------ RECORDS FOR THE EXERCISE ------

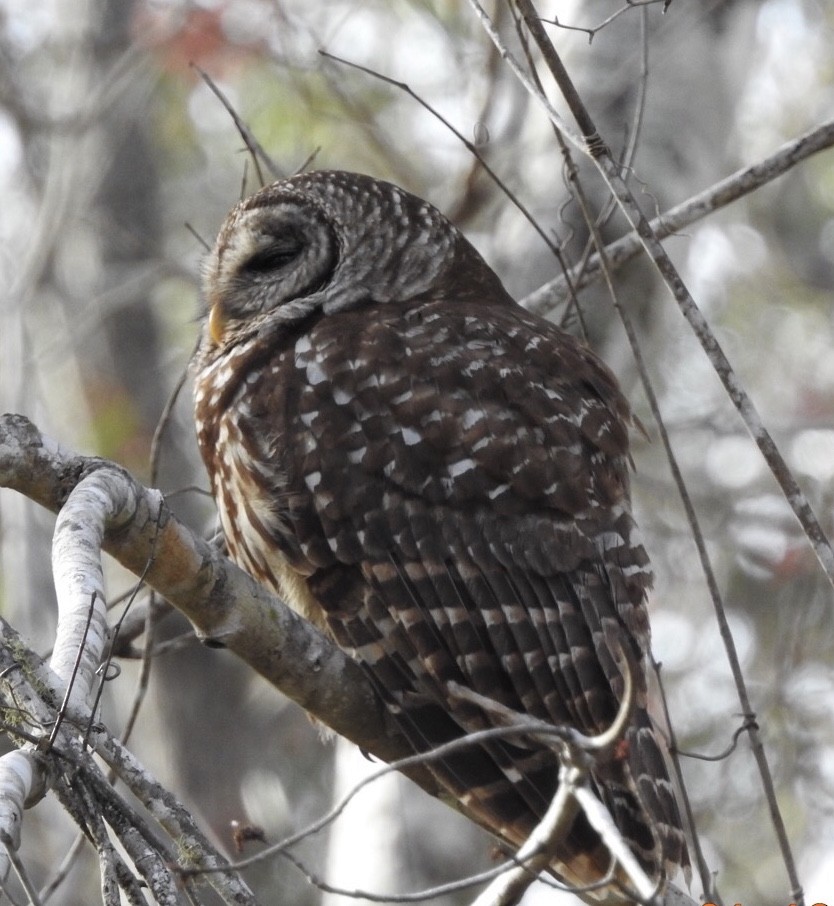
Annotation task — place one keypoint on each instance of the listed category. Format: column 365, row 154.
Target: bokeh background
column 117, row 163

------
------ RECORDS FOR THE EXERCISE ------

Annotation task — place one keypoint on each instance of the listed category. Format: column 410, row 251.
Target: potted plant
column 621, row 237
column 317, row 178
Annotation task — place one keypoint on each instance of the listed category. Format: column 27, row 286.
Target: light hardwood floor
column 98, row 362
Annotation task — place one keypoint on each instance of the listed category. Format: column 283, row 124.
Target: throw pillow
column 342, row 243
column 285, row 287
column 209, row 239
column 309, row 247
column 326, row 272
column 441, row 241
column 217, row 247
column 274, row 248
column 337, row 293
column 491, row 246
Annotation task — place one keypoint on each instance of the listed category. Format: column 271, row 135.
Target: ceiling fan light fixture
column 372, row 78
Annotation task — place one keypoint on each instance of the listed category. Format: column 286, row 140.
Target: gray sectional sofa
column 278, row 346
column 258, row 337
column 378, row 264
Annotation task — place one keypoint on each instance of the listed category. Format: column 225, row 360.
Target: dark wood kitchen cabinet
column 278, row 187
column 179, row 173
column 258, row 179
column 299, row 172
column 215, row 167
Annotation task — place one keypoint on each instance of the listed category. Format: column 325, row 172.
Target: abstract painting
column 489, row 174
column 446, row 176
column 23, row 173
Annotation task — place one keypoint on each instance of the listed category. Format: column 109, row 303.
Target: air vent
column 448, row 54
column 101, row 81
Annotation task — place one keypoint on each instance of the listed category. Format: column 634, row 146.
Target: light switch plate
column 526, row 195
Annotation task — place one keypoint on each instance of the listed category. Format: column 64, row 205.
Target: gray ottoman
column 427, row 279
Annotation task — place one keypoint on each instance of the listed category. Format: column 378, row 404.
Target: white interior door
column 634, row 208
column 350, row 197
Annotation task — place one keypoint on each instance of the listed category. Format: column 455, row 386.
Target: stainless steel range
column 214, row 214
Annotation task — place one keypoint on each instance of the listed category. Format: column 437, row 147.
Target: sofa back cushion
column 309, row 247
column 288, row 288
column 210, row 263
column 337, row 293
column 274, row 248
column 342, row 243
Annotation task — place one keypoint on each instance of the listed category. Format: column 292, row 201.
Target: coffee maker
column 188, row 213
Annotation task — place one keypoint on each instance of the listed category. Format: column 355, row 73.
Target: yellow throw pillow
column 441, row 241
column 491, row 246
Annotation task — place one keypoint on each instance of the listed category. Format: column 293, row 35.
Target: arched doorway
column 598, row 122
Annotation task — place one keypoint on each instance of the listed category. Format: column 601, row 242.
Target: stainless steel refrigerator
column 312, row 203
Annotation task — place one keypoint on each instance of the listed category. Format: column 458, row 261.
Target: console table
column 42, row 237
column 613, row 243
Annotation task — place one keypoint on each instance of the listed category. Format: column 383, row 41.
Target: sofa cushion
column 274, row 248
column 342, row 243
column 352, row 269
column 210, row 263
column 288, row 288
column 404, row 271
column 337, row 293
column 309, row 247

------

PROBLEM TO SOLVE >> Produce a word-for-word copy of everything above from the line holding "286, row 140." down to the line holding "355, row 73.", with both of those lines kept.

EXERCISE RESPONSE >>
Annotation task — place one keypoint on each instance of the listed category. Format: column 286, row 140.
Target: gray sectional sofa
column 278, row 346
column 258, row 337
column 378, row 264
Annotation task — place one keypoint on each instance of the listed category. Format: column 225, row 360.
Target: dark wood kitchen cabinet
column 278, row 187
column 179, row 173
column 258, row 179
column 299, row 172
column 215, row 167
Annotation task — place one keypoint on each instance of the listed category. Format: column 325, row 172.
Target: abstract painting
column 489, row 174
column 446, row 176
column 23, row 173
Annotation task — place one keypoint on each instance of the listed category. Format: column 109, row 303.
Target: air vent
column 448, row 54
column 101, row 81
Annotation task — place one keypoint on each instance of the listed category. Format: column 634, row 146.
Target: light switch plate
column 526, row 195
Annotation task — place one keypoint on each instance of the listed category. Format: column 64, row 205.
Target: gray ottoman
column 427, row 279
Annotation task — place one keypoint on each instance of the listed category. Format: column 378, row 404.
Target: white interior door
column 634, row 208
column 350, row 197
Annotation task — place one keypoint on each instance of the listed category. Format: column 455, row 386.
Target: stainless steel range
column 214, row 214
Annotation task — place one keypoint on each instance of the listed category. Format: column 437, row 147.
Target: sofa back cushion
column 309, row 247
column 288, row 288
column 210, row 263
column 337, row 293
column 274, row 248
column 342, row 243
Annotation task — place one keypoint on each instance of the listed category. Format: column 292, row 201.
Target: coffee maker
column 188, row 213
Annotation task — place one keypoint on each instance of the listed category. Format: column 355, row 73.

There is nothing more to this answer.